RECORDS SHOWN ::

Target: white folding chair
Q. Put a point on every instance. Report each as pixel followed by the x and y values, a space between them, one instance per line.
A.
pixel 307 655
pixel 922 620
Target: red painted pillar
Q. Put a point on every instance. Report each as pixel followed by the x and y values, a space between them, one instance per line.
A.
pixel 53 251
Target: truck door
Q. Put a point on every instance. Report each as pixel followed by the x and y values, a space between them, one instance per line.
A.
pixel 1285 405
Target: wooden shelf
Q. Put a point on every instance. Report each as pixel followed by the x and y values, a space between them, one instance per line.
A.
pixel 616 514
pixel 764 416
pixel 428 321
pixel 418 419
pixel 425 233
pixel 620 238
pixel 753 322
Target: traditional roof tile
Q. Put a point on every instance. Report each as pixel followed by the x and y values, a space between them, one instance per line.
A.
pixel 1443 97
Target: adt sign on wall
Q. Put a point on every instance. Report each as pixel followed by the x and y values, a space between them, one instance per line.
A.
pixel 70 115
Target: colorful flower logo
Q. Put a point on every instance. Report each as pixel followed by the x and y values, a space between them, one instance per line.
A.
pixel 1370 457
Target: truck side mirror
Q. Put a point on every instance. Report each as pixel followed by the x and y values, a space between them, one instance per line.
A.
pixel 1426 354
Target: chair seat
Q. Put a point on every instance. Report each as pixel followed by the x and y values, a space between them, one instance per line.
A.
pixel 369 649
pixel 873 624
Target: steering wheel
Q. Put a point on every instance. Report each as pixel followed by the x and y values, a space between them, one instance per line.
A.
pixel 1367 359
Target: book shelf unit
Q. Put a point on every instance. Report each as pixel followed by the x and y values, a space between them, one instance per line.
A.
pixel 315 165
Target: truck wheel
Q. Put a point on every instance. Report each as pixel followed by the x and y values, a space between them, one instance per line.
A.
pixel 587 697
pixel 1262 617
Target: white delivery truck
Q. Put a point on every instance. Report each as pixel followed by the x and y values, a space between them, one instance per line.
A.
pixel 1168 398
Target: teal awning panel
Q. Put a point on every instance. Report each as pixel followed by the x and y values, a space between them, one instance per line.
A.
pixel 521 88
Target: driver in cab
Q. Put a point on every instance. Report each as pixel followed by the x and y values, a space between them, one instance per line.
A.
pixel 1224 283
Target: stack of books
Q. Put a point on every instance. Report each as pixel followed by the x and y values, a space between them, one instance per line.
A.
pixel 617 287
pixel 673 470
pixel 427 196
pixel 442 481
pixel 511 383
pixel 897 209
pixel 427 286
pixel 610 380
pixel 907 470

TASK TO CARRY OUT ::
Reproduce the material above without any change, from the line containing "Target: truck side mirror" up to and including the line containing "pixel 1168 398".

REPLY TO THE TASK ::
Target: truck side mirror
Q. Put a point on every instance. Report each as pixel followed by the x and y values, a space between them, one instance per line.
A.
pixel 1426 354
Target: chair seat
Q. Put a point on every instance. Report each as pixel followed by the x and y values, a space between them, one instance per line.
A.
pixel 369 649
pixel 873 624
Target: steering wheel
Q. Put a point on every instance. Report each as pixel followed by the x and y values, a space between them, one instance per line.
A.
pixel 1367 359
Target: book shelf unit
Q. Put a point on every instance. Report each as pixel followed by the x and y values, a space between them, one instance per line.
A.
pixel 315 165
Target: truck wheel
Q. Put a point on every instance. Report each as pixel followed by the x and y values, a space between them, one instance per line.
A.
pixel 587 697
pixel 1262 617
Target: white delivery truck
Q. Put a point on every instance. Report each as pixel followed by the x and y values, a space between them, one instance per line.
A.
pixel 1168 398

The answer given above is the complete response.